The lines to repeat are those below from the one containing "of the smartphone" down to the one containing "of the long", both included; reproduce them exactly and nothing else.

(SOURCE MATERIAL begins)

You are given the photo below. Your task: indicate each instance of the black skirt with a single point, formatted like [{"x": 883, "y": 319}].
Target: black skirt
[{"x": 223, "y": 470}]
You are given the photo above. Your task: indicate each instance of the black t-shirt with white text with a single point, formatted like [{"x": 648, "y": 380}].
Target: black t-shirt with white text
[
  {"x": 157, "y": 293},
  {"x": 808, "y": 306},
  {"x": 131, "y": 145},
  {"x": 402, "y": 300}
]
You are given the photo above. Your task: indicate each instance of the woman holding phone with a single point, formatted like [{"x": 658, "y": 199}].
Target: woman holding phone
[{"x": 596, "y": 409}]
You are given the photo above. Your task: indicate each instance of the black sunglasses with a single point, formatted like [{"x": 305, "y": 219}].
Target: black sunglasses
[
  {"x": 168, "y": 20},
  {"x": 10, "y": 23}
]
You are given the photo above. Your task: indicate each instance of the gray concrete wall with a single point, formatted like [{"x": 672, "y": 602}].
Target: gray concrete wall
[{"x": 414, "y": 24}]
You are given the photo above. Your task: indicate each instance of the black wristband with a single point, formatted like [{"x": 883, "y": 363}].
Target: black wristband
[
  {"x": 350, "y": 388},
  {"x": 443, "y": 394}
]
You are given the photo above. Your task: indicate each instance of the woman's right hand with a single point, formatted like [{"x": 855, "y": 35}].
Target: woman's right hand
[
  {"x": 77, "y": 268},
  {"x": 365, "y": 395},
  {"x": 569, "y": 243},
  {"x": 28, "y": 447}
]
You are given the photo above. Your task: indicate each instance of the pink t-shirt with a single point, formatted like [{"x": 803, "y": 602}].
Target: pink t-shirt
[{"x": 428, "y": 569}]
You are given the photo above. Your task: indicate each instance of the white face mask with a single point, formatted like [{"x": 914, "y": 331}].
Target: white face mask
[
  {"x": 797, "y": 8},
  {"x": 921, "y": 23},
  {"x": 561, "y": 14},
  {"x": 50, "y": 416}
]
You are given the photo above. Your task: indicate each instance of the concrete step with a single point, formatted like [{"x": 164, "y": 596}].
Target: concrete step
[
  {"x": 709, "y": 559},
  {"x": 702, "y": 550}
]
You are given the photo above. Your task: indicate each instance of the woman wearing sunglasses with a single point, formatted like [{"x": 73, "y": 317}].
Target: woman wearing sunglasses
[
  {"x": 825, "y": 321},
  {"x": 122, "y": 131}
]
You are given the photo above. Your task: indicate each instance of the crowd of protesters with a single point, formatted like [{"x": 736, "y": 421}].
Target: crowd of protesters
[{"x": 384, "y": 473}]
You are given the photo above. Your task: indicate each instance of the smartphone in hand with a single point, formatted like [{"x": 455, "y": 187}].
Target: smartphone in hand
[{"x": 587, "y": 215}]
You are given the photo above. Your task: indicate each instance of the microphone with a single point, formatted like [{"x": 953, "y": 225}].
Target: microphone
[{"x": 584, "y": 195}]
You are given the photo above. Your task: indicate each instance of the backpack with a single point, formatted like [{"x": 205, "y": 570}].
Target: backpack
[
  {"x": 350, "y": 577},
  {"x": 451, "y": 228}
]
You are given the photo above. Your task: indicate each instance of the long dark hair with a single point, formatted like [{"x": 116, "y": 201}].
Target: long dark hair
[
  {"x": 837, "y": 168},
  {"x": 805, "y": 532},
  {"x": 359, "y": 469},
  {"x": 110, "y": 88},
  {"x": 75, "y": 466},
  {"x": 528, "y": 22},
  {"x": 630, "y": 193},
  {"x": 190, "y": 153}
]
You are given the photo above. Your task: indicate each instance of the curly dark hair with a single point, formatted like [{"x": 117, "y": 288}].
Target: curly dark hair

(SOURCE MATERIAL ends)

> **RESULT OF THIS TASK**
You are given the photo above. Your task: indicate each instance of the smartphone in hand with a single point, formatted like [{"x": 455, "y": 187}].
Target: smartphone in hand
[{"x": 587, "y": 215}]
You are given the photo above. Your task: indicate each instance of the microphone with a single point, formatted like [{"x": 953, "y": 225}].
Target: microphone
[{"x": 584, "y": 195}]
You are given the photo above. Your task: indicate each instance of the backpack with a single point, formatted like [{"x": 205, "y": 570}].
Target: backpack
[
  {"x": 350, "y": 577},
  {"x": 451, "y": 228}
]
You are given the photo above. Your task: indicate each instance of the long dark hair with a single point, formatted like [{"x": 116, "y": 201}].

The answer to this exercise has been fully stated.